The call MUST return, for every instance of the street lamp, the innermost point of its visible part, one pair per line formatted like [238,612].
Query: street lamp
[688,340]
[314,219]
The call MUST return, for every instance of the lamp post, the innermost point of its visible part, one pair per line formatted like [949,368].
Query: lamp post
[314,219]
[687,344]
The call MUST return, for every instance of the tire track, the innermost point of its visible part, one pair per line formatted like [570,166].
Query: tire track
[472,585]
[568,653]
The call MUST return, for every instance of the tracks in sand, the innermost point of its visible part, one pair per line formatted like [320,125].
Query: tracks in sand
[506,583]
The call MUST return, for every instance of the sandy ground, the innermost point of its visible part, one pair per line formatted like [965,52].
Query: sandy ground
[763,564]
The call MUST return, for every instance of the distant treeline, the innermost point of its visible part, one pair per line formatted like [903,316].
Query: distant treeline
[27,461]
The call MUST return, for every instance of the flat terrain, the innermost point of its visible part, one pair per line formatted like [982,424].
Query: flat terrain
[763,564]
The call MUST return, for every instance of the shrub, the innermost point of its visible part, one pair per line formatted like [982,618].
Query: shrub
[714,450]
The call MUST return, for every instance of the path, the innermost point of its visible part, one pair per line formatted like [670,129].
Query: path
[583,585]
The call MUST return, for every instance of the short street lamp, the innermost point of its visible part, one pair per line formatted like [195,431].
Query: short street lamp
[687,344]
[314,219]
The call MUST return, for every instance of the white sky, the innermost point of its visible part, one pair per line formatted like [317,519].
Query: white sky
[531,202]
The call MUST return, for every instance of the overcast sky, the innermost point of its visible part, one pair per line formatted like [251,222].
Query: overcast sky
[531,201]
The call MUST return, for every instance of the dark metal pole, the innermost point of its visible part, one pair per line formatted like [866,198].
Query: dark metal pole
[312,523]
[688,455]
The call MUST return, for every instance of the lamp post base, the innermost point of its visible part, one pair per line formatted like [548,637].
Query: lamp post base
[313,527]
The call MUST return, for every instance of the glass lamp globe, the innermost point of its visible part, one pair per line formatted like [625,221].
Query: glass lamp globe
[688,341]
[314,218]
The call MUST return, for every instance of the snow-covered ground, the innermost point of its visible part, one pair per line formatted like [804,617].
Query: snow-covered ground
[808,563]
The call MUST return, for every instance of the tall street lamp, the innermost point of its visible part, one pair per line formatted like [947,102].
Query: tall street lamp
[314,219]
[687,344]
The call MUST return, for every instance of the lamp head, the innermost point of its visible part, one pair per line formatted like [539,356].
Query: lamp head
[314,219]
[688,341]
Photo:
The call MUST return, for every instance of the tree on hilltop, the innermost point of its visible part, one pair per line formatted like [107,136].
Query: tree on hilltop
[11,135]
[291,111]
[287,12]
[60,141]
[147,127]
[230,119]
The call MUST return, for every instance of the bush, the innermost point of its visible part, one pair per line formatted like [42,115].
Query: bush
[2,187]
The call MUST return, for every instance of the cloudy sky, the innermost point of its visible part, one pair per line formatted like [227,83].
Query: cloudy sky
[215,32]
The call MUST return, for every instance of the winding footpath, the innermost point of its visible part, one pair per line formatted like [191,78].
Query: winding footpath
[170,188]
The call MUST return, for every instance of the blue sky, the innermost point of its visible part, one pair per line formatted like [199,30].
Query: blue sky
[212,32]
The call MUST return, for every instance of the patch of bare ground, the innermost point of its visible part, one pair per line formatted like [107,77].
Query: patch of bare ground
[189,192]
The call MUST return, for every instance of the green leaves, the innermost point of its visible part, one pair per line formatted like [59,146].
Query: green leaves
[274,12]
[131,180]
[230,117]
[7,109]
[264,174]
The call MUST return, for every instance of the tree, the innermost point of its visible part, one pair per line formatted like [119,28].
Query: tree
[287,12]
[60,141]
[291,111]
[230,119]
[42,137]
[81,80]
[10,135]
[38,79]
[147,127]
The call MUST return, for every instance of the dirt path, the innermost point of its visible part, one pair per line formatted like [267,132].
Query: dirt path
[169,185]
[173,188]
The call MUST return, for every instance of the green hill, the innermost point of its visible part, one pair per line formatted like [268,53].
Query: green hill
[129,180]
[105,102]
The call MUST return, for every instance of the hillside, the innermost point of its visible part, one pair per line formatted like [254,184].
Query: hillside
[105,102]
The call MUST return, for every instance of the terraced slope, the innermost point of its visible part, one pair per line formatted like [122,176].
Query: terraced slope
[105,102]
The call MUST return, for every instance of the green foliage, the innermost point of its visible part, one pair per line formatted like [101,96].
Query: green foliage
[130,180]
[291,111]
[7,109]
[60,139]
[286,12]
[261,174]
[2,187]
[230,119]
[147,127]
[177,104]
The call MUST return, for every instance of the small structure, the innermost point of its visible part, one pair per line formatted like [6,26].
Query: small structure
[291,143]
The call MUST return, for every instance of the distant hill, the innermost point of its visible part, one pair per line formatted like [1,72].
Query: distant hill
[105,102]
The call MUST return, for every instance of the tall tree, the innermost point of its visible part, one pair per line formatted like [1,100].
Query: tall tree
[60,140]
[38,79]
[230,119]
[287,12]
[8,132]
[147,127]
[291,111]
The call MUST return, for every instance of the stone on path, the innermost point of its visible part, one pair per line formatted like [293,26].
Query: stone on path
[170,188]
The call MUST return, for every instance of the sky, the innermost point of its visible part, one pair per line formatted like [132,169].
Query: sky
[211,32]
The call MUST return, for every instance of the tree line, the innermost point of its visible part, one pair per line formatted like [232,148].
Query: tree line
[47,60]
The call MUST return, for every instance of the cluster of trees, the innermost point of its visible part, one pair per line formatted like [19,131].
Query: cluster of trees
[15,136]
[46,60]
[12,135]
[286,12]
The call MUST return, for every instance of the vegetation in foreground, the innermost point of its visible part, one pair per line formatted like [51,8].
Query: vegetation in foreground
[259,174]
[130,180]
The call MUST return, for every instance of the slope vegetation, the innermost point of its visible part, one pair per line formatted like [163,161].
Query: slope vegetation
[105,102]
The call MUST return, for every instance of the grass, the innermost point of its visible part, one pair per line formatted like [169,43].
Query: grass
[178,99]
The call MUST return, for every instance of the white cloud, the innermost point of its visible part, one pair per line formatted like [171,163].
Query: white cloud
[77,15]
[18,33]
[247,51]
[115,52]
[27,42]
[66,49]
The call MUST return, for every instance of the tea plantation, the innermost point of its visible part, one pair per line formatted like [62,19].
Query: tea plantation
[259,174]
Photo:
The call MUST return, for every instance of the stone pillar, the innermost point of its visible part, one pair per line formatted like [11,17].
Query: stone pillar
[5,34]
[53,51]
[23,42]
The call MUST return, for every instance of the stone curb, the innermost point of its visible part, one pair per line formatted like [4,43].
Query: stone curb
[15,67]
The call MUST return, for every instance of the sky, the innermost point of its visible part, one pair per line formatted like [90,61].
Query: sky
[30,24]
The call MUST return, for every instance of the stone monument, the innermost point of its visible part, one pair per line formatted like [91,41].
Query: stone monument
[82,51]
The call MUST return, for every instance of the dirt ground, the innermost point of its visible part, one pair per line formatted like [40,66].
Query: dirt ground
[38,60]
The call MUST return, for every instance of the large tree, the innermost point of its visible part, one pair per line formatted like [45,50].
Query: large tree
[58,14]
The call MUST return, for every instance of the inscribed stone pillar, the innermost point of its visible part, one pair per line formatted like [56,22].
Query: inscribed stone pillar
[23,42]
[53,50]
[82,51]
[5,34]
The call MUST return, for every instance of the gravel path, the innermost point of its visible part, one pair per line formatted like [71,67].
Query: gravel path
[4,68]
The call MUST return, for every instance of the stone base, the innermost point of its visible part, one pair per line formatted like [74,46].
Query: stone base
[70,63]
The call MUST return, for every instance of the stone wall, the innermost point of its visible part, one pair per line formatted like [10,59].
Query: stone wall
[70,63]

····················

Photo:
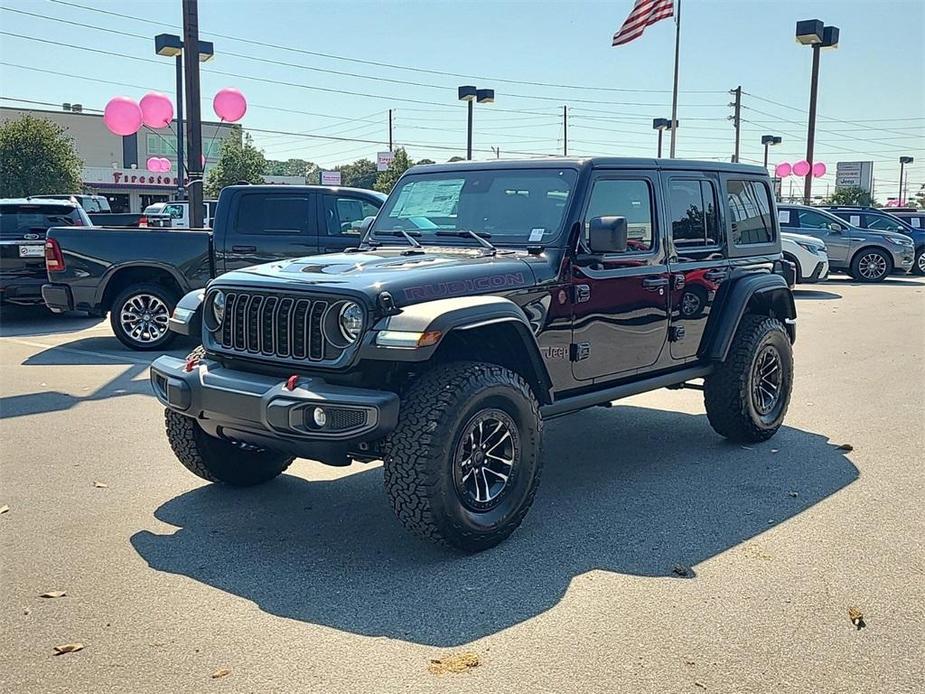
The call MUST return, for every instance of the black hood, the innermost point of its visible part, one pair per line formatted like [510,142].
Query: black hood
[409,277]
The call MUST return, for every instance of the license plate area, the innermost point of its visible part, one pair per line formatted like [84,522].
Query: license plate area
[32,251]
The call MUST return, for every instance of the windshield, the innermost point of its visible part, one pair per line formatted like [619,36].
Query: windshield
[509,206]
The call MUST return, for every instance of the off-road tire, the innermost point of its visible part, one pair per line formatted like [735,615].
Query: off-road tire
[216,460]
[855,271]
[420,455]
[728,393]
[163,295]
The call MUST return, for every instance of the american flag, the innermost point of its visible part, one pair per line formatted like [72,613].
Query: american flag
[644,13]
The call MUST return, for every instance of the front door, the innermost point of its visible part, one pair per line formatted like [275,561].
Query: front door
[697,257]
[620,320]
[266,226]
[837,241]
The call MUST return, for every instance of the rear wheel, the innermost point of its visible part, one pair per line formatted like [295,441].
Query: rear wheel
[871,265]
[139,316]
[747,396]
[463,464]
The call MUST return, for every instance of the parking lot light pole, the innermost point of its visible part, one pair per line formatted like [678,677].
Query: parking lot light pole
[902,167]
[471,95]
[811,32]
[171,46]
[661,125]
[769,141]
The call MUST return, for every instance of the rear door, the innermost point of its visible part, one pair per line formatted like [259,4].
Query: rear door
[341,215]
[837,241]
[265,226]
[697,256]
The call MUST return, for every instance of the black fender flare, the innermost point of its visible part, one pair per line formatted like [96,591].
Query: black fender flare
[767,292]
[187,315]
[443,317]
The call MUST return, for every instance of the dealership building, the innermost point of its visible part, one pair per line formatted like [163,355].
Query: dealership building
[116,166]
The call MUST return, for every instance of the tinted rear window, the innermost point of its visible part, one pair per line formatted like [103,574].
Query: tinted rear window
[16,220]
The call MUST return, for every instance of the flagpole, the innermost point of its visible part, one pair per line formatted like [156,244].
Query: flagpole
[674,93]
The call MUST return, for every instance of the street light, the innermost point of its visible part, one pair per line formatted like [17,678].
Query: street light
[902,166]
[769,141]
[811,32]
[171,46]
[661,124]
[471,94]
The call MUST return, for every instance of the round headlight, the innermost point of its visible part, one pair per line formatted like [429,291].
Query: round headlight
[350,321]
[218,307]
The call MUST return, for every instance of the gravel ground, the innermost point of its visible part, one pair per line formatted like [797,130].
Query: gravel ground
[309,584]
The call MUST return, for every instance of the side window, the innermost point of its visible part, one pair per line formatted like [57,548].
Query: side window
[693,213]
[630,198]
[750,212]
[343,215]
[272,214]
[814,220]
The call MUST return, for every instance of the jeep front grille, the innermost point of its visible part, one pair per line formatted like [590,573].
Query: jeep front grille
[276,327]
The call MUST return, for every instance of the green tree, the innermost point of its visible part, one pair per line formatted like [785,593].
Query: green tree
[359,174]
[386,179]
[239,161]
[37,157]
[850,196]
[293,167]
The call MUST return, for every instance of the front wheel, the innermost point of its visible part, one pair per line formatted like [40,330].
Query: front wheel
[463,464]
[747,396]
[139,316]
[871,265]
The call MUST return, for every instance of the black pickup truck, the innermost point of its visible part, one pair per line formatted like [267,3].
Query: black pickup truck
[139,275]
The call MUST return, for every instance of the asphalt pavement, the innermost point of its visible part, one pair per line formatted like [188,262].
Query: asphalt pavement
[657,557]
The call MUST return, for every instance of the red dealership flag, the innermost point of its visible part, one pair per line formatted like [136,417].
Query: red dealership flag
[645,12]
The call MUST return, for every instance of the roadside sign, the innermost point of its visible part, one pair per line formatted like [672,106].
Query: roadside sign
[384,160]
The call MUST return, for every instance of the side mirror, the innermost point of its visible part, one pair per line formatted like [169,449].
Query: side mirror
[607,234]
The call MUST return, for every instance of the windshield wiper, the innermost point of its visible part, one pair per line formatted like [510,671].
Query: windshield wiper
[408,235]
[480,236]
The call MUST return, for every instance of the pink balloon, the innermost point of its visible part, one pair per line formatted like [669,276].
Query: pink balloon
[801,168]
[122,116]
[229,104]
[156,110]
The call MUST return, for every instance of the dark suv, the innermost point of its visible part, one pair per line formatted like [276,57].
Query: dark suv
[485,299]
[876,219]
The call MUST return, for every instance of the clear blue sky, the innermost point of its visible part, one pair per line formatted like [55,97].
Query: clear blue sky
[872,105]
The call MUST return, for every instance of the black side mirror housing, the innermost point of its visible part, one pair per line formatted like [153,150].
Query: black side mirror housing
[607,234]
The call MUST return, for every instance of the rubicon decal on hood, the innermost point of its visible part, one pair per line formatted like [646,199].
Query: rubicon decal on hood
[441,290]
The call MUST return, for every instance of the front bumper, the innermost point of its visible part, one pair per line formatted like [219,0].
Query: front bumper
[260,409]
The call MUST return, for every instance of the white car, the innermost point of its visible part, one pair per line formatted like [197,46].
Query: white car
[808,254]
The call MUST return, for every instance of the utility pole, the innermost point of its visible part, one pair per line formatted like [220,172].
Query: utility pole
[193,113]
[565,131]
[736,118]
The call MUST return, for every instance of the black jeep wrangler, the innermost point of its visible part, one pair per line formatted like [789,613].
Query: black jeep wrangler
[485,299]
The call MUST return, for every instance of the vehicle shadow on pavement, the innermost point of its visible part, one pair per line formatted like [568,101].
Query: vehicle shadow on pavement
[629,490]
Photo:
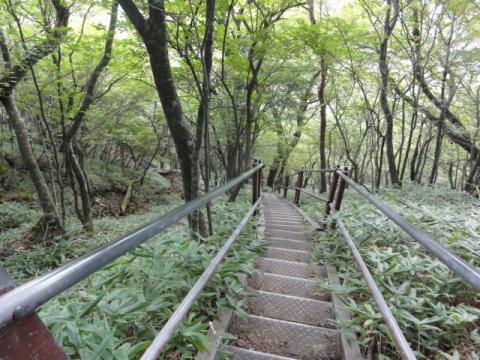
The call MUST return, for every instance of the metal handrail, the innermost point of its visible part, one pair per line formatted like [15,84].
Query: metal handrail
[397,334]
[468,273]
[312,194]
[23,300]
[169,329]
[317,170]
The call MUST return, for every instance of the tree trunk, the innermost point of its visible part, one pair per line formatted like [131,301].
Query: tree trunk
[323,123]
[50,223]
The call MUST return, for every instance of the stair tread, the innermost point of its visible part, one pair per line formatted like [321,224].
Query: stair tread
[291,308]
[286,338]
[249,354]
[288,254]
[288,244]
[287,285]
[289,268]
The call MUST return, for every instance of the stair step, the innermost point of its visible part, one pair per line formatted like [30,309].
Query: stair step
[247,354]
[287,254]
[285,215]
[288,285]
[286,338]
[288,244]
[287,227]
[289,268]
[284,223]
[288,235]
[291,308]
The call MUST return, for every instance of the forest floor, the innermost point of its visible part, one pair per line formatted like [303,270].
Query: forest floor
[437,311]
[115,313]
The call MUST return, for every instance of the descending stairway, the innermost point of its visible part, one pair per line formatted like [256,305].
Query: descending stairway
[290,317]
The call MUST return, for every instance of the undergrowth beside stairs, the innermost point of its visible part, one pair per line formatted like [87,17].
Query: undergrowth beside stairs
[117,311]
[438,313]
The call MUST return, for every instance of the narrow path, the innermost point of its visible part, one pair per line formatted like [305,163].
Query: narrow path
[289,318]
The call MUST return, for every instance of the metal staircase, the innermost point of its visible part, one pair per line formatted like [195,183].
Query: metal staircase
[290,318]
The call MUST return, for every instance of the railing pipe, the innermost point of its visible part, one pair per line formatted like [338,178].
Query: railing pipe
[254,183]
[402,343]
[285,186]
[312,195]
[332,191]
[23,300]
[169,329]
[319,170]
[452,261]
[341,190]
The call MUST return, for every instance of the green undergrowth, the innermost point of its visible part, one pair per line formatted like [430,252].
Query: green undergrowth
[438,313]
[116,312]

····················

§ **Stated task**: Show each line of the items above that contains the word "clear". Case counts.

§ **Task answer**:
The call MUST return, for every instance of the clear blue sky, the innermost point of its visible part, one pair per line formatted like [55,97].
Query: clear blue sky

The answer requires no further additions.